• [Problem statement]:
Below are the records; copy each line in which "plate" occurs.
|---|
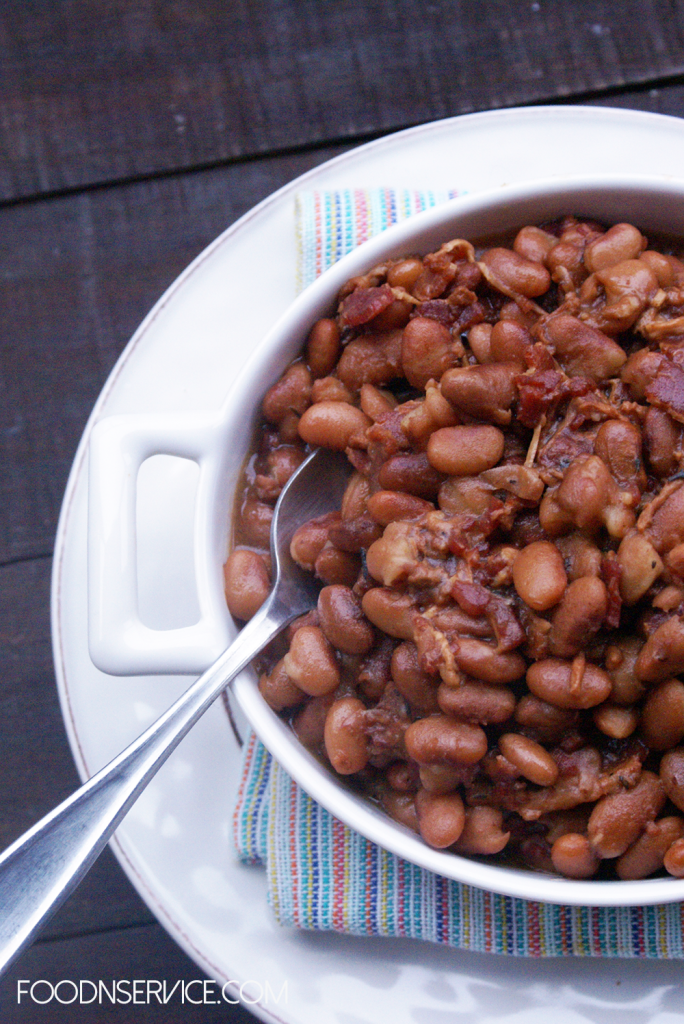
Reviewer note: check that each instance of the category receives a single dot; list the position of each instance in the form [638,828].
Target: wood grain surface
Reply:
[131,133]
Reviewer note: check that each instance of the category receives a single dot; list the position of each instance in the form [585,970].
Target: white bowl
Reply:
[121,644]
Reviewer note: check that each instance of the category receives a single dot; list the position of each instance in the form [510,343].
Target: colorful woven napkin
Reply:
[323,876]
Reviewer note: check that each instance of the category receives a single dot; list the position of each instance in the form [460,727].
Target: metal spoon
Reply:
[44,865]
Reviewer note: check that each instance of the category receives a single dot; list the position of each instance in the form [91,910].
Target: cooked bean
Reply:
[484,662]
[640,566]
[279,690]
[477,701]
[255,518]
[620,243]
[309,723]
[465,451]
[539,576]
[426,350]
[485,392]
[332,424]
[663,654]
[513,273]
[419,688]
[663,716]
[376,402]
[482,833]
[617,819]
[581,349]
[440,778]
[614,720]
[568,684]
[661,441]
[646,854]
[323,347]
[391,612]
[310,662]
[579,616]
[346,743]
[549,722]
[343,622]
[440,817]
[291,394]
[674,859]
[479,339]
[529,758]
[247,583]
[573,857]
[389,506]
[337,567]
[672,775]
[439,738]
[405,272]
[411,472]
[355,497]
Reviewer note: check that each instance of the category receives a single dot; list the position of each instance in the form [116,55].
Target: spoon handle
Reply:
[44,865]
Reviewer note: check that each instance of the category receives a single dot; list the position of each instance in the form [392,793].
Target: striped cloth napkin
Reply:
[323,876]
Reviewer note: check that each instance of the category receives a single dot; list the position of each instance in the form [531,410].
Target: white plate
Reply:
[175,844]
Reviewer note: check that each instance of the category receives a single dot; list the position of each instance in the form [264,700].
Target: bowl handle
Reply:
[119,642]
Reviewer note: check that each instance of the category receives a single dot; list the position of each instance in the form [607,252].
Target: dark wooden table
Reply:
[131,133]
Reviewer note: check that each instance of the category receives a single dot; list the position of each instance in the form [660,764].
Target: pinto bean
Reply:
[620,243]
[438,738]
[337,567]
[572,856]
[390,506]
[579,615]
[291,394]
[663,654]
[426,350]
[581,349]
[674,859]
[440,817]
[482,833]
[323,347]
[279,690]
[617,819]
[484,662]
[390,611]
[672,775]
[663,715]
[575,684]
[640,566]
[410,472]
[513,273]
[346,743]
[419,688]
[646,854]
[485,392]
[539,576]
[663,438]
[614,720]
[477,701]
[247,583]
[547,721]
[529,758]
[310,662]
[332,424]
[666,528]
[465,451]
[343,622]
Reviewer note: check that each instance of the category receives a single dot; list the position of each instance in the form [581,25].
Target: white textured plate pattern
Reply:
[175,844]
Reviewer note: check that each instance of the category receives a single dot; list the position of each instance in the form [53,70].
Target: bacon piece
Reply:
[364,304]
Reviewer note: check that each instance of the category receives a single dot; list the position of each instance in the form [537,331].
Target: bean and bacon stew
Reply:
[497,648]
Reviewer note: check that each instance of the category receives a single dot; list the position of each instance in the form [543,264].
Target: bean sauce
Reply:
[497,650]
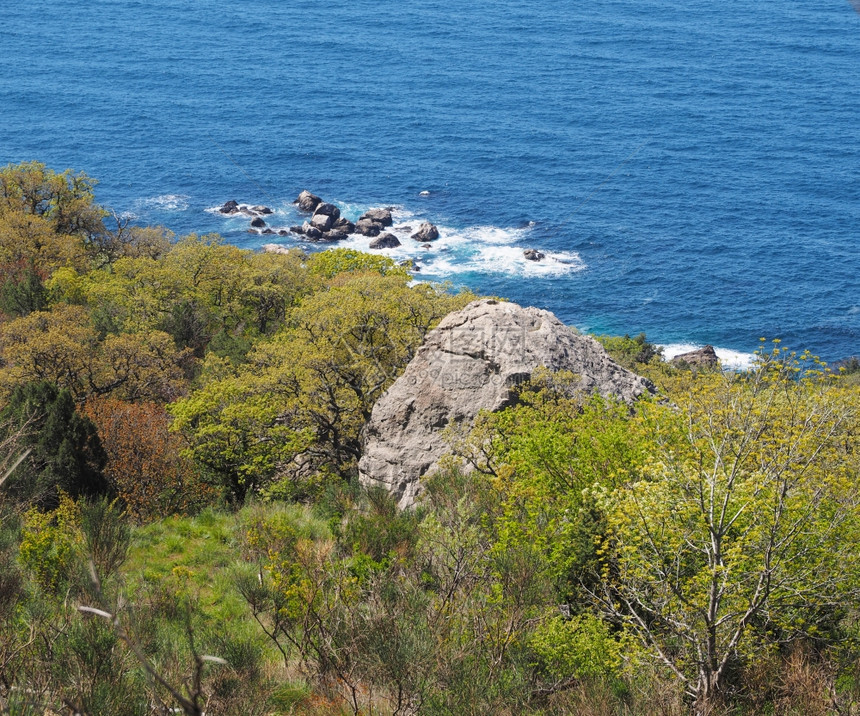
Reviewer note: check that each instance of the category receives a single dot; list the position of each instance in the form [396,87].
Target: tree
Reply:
|---|
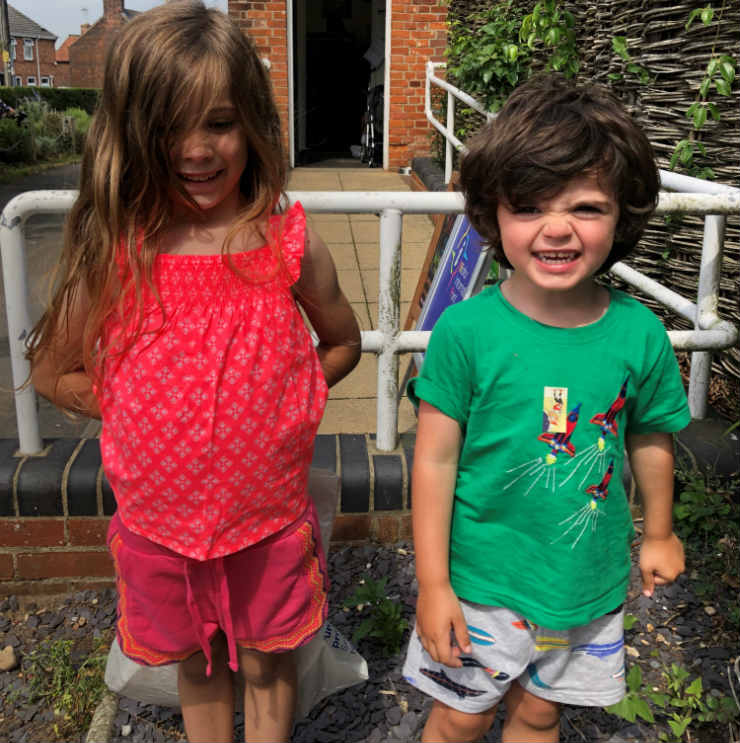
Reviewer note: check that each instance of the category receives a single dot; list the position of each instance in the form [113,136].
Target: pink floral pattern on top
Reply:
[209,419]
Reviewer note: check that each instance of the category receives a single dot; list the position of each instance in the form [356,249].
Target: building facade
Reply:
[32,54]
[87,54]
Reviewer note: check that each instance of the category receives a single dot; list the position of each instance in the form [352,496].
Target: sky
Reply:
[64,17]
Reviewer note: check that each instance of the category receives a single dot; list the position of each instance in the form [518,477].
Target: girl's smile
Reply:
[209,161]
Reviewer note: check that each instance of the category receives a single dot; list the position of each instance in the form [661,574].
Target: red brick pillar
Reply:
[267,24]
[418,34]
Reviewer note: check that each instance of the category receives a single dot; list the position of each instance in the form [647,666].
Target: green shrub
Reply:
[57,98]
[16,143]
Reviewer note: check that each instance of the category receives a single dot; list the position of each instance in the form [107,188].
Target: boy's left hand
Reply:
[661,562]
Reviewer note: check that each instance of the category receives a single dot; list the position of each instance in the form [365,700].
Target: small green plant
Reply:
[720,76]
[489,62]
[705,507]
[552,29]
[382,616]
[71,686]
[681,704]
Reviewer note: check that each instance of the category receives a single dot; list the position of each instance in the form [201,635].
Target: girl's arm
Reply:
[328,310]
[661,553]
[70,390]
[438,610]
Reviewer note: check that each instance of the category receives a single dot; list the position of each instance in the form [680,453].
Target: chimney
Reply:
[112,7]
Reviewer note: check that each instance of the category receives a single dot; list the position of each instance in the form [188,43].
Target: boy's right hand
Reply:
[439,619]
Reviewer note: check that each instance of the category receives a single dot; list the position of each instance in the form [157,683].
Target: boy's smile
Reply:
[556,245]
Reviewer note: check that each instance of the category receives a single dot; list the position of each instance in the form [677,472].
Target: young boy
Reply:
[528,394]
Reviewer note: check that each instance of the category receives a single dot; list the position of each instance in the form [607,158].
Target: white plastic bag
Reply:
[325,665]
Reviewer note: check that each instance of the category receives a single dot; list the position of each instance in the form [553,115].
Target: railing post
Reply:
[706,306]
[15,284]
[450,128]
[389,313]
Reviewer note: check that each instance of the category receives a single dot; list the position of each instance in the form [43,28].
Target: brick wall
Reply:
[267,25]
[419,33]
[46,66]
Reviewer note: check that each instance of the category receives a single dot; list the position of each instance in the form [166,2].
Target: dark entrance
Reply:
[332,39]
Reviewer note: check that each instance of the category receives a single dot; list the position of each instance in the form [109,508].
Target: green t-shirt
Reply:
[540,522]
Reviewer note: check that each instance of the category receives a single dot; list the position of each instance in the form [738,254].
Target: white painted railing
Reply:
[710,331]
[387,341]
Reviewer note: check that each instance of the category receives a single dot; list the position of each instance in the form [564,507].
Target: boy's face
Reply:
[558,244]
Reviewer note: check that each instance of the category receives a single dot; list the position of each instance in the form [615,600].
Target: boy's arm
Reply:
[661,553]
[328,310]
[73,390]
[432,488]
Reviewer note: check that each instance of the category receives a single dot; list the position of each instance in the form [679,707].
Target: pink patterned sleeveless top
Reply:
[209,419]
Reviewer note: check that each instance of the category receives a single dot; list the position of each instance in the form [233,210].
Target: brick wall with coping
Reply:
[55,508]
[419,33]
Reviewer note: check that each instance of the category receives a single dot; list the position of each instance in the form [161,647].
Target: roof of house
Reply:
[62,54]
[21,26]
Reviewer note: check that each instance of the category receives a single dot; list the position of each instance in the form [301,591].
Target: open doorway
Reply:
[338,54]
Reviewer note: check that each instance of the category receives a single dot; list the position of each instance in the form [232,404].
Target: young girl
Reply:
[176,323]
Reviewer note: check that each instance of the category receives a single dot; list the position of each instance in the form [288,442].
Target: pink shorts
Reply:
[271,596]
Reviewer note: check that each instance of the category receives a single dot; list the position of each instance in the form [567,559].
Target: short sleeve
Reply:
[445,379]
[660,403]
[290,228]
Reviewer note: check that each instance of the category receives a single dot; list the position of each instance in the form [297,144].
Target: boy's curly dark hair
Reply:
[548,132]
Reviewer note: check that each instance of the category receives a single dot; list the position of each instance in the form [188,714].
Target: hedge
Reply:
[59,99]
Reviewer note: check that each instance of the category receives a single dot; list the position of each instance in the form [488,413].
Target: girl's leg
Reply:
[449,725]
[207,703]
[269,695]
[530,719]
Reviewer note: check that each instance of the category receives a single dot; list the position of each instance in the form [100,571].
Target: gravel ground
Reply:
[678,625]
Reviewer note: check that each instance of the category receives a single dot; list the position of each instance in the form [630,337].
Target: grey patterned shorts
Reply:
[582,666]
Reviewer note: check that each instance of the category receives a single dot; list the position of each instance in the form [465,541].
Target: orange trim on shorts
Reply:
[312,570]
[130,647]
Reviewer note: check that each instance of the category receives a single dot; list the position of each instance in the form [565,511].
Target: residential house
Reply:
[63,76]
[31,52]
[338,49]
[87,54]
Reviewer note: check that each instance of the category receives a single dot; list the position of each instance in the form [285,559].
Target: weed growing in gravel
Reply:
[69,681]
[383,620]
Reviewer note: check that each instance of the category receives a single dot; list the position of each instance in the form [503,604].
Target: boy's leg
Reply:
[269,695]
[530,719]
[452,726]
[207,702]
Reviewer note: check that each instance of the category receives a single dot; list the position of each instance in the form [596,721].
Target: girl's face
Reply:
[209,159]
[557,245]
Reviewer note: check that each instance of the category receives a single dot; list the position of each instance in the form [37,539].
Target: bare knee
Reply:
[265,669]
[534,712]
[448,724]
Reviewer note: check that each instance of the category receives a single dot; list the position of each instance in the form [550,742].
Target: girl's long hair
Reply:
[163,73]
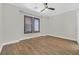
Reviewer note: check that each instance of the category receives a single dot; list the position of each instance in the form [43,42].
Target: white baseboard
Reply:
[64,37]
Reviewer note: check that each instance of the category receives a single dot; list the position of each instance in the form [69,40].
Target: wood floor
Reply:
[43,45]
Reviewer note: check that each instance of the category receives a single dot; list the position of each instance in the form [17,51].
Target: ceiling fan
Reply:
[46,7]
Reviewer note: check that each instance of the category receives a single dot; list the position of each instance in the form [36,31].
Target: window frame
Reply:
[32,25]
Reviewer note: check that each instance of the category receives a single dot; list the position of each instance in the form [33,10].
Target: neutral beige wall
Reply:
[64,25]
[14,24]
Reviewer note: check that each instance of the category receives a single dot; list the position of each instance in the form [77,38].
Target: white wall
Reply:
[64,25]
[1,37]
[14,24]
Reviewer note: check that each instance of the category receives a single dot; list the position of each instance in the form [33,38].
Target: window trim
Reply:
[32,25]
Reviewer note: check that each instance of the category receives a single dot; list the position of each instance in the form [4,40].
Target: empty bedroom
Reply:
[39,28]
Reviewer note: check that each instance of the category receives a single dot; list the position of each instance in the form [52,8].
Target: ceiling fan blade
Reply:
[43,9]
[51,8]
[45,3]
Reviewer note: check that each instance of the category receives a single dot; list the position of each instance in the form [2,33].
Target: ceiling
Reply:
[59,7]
|---|
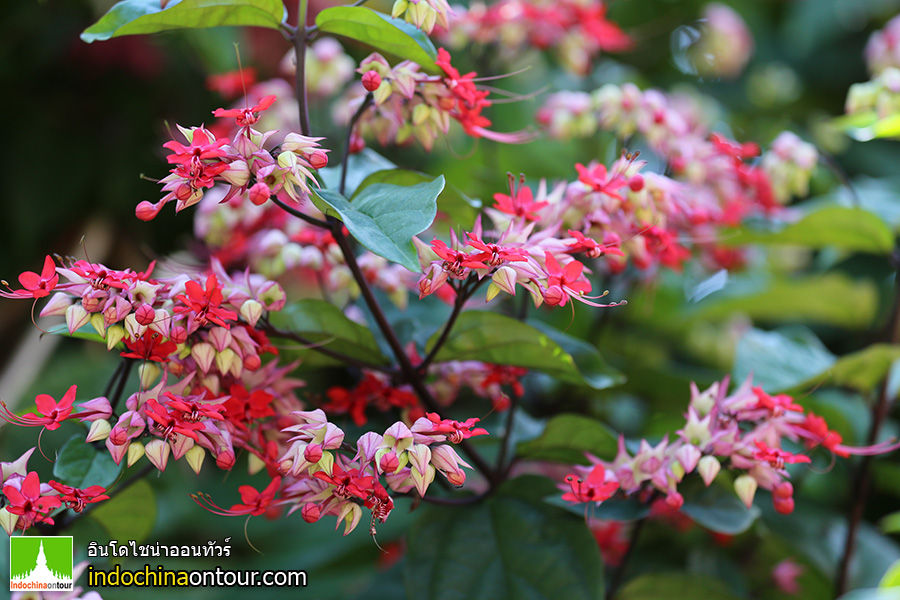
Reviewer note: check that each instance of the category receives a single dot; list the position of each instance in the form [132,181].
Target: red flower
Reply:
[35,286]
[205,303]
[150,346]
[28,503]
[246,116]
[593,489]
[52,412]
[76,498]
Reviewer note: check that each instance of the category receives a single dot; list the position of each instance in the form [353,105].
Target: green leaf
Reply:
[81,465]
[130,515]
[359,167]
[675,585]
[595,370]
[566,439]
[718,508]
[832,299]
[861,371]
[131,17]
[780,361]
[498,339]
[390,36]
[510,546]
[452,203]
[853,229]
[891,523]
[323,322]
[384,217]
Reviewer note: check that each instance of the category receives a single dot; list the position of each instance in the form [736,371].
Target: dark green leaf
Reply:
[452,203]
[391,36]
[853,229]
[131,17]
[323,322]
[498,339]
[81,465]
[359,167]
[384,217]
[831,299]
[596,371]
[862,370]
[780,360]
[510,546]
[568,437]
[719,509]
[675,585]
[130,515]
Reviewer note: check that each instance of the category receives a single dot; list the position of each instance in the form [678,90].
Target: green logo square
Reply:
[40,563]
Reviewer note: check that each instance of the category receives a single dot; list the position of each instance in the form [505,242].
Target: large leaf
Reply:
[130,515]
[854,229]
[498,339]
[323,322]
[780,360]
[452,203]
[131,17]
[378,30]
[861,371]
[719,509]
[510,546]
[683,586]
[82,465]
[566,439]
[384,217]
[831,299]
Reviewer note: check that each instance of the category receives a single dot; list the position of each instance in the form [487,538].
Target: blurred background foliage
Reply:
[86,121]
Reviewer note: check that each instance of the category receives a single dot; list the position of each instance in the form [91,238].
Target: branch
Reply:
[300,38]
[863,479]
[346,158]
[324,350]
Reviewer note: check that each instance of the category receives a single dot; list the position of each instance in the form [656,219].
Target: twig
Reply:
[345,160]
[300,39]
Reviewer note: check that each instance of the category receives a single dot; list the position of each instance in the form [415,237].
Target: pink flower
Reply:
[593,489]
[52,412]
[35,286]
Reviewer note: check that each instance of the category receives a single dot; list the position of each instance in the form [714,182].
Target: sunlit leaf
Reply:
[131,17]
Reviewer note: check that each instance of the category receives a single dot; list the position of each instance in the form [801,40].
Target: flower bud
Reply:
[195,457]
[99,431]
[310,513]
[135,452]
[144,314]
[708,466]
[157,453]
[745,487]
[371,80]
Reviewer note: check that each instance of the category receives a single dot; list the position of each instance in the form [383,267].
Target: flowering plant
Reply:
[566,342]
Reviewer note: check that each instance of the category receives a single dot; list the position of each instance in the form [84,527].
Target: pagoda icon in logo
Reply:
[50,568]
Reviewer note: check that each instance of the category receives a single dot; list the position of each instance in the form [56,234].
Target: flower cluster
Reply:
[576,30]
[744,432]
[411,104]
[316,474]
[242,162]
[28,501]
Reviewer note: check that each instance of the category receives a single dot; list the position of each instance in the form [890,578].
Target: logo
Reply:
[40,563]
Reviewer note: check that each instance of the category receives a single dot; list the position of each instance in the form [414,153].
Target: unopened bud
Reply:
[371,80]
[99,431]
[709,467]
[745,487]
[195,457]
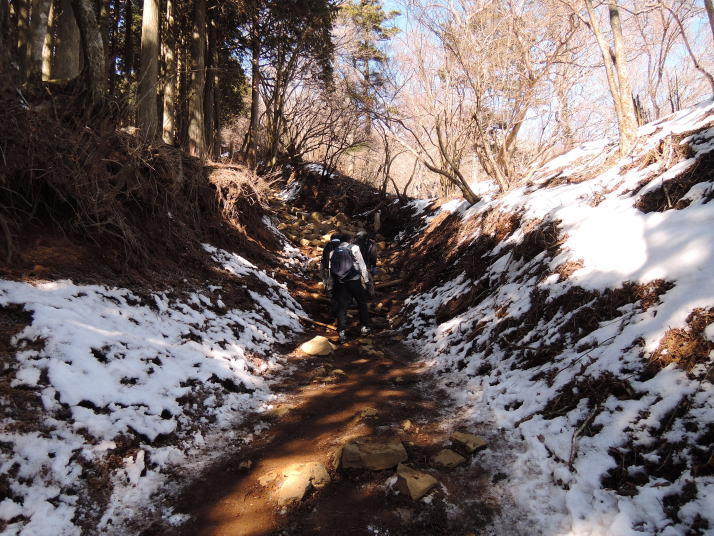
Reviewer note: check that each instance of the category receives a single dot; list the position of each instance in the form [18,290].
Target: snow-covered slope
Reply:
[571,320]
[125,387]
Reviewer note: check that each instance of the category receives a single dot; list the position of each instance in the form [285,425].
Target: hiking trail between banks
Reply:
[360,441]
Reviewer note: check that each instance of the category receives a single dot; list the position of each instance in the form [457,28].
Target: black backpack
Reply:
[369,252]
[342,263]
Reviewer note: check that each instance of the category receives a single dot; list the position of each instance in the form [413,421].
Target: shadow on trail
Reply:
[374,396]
|---|
• [Written solution]:
Target: white plate
Target: white textured plate pattern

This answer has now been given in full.